+++ ENTRIES SHOWN

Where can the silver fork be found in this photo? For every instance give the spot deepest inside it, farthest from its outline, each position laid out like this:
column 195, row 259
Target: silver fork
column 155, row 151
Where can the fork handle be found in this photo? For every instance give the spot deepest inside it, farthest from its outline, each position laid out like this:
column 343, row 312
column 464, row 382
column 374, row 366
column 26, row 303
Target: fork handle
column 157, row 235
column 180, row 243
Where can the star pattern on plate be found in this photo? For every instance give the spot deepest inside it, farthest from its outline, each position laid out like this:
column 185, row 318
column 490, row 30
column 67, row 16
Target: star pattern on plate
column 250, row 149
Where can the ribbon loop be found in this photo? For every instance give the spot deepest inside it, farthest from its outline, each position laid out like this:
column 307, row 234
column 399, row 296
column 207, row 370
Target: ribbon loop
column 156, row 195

++++++

(WHAT YOU HAVE TO DO): Copy, with no alteration, the line that contains "column 464, row 382" and each remaining line of the listing above.

(REPLY TO THE TASK):
column 464, row 382
column 374, row 366
column 26, row 303
Target: fork handle
column 157, row 235
column 180, row 243
Where can the star pattern on plate be found in this photo? For every instance give the spot deepest inside it, farthest from its outline, each position laid out like this:
column 185, row 318
column 490, row 30
column 67, row 16
Target: star pattern on plate
column 250, row 149
Where can the ribbon loop be found in this photo? For every instance give the spot deepest inside it, farthest from its outline, each position laid out like this:
column 307, row 234
column 399, row 296
column 207, row 370
Target: ribbon loop
column 156, row 195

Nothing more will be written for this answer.